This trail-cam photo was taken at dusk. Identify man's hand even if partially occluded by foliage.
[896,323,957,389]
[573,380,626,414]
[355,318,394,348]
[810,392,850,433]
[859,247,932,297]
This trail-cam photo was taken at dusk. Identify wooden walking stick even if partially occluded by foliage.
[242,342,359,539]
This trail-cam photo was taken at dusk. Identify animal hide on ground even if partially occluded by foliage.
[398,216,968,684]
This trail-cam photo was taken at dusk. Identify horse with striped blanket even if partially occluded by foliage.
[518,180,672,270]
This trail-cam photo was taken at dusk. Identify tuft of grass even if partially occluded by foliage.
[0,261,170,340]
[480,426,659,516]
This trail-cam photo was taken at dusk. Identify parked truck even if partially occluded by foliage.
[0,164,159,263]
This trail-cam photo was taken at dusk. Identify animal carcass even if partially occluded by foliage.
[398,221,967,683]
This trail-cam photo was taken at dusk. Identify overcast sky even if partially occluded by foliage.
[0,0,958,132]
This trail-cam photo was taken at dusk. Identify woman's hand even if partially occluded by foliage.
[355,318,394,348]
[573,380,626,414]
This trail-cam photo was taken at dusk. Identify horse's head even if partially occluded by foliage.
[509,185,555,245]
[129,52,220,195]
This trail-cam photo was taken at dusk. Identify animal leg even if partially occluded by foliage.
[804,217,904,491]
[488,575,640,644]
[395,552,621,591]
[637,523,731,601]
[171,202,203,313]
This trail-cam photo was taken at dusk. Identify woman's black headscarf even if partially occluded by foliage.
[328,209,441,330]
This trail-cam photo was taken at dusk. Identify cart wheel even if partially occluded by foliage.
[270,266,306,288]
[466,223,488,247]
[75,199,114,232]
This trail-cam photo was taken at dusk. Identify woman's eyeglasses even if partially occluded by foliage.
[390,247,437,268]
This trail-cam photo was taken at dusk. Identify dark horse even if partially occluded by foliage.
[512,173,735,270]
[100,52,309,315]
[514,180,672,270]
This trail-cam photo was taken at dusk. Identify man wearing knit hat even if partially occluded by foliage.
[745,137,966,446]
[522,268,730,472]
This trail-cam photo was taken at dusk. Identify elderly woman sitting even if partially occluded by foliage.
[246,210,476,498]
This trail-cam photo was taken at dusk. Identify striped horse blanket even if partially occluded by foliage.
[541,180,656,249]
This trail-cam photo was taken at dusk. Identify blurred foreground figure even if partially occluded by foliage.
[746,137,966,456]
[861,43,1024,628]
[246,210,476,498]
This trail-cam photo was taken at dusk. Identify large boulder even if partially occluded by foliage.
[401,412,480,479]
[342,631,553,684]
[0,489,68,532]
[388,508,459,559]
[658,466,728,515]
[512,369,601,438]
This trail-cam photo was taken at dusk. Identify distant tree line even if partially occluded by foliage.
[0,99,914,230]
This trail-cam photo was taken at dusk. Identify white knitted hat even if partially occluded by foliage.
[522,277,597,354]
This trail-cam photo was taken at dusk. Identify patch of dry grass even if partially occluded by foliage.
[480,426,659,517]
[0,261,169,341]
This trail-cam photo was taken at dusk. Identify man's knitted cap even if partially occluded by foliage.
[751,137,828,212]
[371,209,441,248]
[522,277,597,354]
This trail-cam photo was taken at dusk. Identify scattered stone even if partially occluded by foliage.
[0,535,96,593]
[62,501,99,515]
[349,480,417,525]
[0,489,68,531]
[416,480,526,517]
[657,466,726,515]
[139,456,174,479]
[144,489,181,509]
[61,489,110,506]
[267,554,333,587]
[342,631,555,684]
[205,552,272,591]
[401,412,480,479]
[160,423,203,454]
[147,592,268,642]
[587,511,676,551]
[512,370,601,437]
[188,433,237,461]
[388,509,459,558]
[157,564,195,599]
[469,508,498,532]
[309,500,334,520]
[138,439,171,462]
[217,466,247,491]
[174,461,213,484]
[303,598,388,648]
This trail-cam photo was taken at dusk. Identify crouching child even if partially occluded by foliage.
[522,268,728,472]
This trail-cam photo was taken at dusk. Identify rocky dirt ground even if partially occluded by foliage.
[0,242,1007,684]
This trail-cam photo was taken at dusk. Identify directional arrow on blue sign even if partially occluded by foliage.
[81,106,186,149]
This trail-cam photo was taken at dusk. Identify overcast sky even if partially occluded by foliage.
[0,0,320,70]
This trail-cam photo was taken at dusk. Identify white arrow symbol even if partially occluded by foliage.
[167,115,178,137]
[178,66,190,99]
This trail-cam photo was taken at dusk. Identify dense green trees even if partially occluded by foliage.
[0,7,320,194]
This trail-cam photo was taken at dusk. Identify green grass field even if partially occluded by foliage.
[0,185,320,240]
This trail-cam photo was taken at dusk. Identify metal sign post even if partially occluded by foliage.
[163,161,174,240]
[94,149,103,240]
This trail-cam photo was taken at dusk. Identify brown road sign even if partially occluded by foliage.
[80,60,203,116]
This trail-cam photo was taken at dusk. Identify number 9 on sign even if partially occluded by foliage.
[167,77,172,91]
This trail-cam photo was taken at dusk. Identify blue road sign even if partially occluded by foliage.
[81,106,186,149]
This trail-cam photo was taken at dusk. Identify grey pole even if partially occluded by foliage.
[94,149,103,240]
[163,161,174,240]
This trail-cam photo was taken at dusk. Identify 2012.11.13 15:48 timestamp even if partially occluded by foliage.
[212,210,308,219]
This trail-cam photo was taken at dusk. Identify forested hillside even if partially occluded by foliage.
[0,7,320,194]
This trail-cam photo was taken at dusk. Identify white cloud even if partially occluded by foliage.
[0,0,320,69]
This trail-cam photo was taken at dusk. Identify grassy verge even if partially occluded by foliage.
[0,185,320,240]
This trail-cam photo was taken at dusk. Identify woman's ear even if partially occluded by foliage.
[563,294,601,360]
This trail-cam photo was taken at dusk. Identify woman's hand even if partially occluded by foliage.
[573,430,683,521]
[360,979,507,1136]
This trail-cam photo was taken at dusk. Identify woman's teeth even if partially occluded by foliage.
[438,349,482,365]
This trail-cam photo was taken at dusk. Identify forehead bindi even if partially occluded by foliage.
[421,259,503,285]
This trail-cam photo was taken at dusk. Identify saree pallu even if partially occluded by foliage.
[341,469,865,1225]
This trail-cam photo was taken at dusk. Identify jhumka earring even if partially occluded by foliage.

::::::

◆ YOUR GOAL
Set out all of the material above as a numbered list, one line per entry, leaving out any blank lines.

◆ EXPECTED OUTPUT
1. This trail-cam photo was taken at dusk. Identify man's hand even if partially occluded by foliage.
2. [896,323,957,389]
3. [573,380,626,414]
4. [355,318,394,348]
5. [810,392,850,433]
6. [859,247,932,297]
7. This trail-cam photo was taken at dusk. Identify wooden walking stick even if partially occluded by foliage.
8. [242,342,359,539]
9. This trail-cam photo was taken at dusk. Identify animal hide on ground even if partially occluded by foliage.
10. [398,216,968,684]
11. This trail-cam photo was taken at dusk. Identify horse with striped blanket even if partially occluded by foliage.
12. [518,180,672,270]
13. This trail-cam photo was taken at dusk. Identify tuft of grass even if partially occluded by foliage.
14. [0,261,170,340]
15. [480,426,659,516]
16. This trail-cam photo was taken at dusk. Identify parked truck even if partially occluded by foliage.
17. [0,164,159,263]
18. This trail-cam photo was taken at dusk. Identify animal carcass even if partially occluded by foliage.
19. [398,221,967,683]
20. This trail-cam photo was taken at dusk. Identify overcast sky even if partially occluded by foliage.
21. [0,0,958,132]
22. This trail-cam photo was taken at dusk. Identify woman's hand even if partially occluded by foliage.
23. [355,318,394,348]
24. [573,380,626,414]
25. This trail-cam photo was taken at dusk. Identify horse's head even if partially occluded by foliage.
26. [509,185,555,245]
27. [129,52,220,195]
28. This trail-cam photo was taken at dusk. Identify animal leg even if partially occluded by foliage.
29. [804,217,904,491]
30. [488,575,640,644]
31. [395,552,621,591]
32. [637,523,731,601]
33. [171,202,203,313]
34. This trail-cam photo was taken at dusk. Identify woman's black headscarf even if partially occluded by foliage.
35. [328,209,441,330]
36. This trail-cam photo was taken at dusk. Identify cart wheel even if partially occluded by foliage.
37. [270,266,306,288]
38. [466,223,488,247]
39. [75,199,114,232]
40. This trail-cam photo was taken at dusk. Identify woman's eyeglasses even if partially occluded by foliage.
41. [390,247,437,268]
42. This trail-cam photo was taken at dusk. Identify dark horse even if partially occluded by foliage.
43. [512,173,735,270]
44. [100,52,309,315]
45. [514,180,672,270]
46. This trail-cam photo was taken at dusk. Identify man wearing knit hat even if partially occluded by foliage.
47. [745,137,966,446]
48. [522,268,730,472]
49. This trail-cam photo was taken at dusk. Identify elderly woman sitting even if partially occluded by foliage.
50. [246,210,476,498]
51. This trail-cam photo was taken at dusk. Identify striped horse blanket even if partially occluded by foliage.
52. [541,180,656,249]
53. This trail-cam photo was taken at dusk. Identify blurred foreground figure even if partially occluded by foliage.
54. [746,137,966,456]
55. [861,43,1024,628]
56. [246,210,476,498]
57. This trail-cam photo was taken at dusk. Identify large boulder even if partially occluded by foliage.
58. [401,412,480,479]
59. [342,631,553,684]
60. [0,489,68,532]
61. [388,508,459,559]
62. [658,466,728,515]
63. [512,369,601,438]
64. This trail-cam photo was taken at dusk. Identify distant tree line even if partially occluded by foliage.
65. [0,99,914,230]
66. This trail-cam photo was taken at dusk. Identify white knitted hat even if partially occluded by foliage.
67. [522,277,597,354]
68. This trail-cam photo was taken at dusk. Identify patch of dry grass even if partially occluded by foliage.
69. [480,426,659,517]
70. [0,261,169,341]
71. This trail-cam photo was taken at dusk. Identify man's knitted cap even if partially occluded by foliage.
72. [751,137,828,212]
73. [371,209,441,248]
74. [522,277,597,354]
75. This trail-cam photo was taken at dusk. Identify scattered stone even if partially occluded by foliage.
76. [0,535,96,593]
77. [62,501,99,515]
78. [349,480,417,525]
79. [0,489,68,531]
80. [416,480,526,517]
81. [657,466,726,515]
82. [139,456,174,479]
83. [144,489,181,509]
84. [61,489,110,506]
85. [267,554,333,587]
86. [342,631,555,684]
87. [205,552,272,591]
88. [401,412,480,479]
89. [160,423,203,454]
90. [147,592,268,642]
91. [587,511,676,551]
92. [512,370,601,437]
93. [188,433,237,461]
94. [388,509,459,558]
95. [157,564,195,599]
96. [469,508,498,532]
97. [309,500,334,520]
98. [138,439,171,462]
99. [217,466,247,491]
100. [174,461,213,484]
101. [303,598,388,648]
102. This trail-cam photo was taken at dusk. Identify crouching child even if partially occluded by foliage.
103. [522,268,728,472]
104. This trail-cam photo was taken at dusk. Identify rocky dirt ground even if partially occluded by foliage.
105. [0,242,1007,684]
106. This trail-cam photo was taken at dusk. Identify directional arrow on blue sign even if partially occluded by foliage.
107. [81,106,186,149]
108. This trail-cam photo was taken at dusk. Identify overcast sky even if partially occluded by foliage.
109. [0,0,320,70]
110. This trail-cam photo was taken at dusk. Identify white arrow symbol even if partially occluded by foliage.
111. [167,115,178,137]
112. [178,66,190,99]
113. This trail-cam photo was taken at dusk. Identify dense green trees even if partially occluded by foliage.
114. [0,7,320,194]
115. This trail-cam photo was taken at dusk. Identify green grass field even if partially occluded by foliage.
116. [0,185,320,240]
117. This trail-cam photo was taken at dusk. Identify metal sign post even if partially occluded by foliage.
118. [163,161,174,240]
119. [94,149,103,240]
120. This trail-cam photo was taken at dusk. Identify brown road sign even if partially occluded by foliage.
121. [80,60,203,116]
122. This trail-cam photo was taken at dusk. Identify number 9 on sign even if partially occluded by foliage.
123. [167,77,172,91]
124. This trail-cam photo was taken at dusk. Identify blue road sign even if partially occluded by foliage.
125. [81,106,186,149]
126. This trail-cam photo was taken at dusk. Identify grey pole even if partially occluded by foliage.
127. [94,149,103,240]
128. [163,161,174,240]
129. This trail-cam photo was taken at dusk. Identify 2012.11.13 15:48 timestamp even if partially occluded by foliage.
130. [212,210,308,219]
131. This trail-cam photo was taken at dusk. Identify forested hillside even if partially occluded by foliage.
132. [0,7,320,194]
133. This trail-cam photo was taken at dusk. Identify white cloud even if partially occluded by foliage.
134. [0,0,320,69]
135. This trail-cam photo was taken at dusk. Identify grassy verge even if partially occluded by foliage.
136. [0,185,320,240]
137. This trail-cam photo was taken at dusk. Identify woman's ear even if partially occluded by foliage.
138. [563,294,601,360]
139. This trail-cam photo was taken at dusk. Identify woman's hand even if partially occluded by foliage.
140. [573,430,683,521]
141. [360,979,507,1136]
142. This trail-cam photo was taken at dusk. Identify woman's teeth even if partially occluded by foliage.
143. [438,349,482,365]
144. This trail-cam photo was taken at dusk. Identify forehead bindi even if partially occluded by foliage.
145. [421,259,503,285]
146. This trail-cam photo was taken at dusk. Identify saree pallu even if partially occluded by foliage.
147. [341,469,865,1225]
148. This trail-cam photo was taken at dusk. Identify jhumka earring even if partially occluded by foliage.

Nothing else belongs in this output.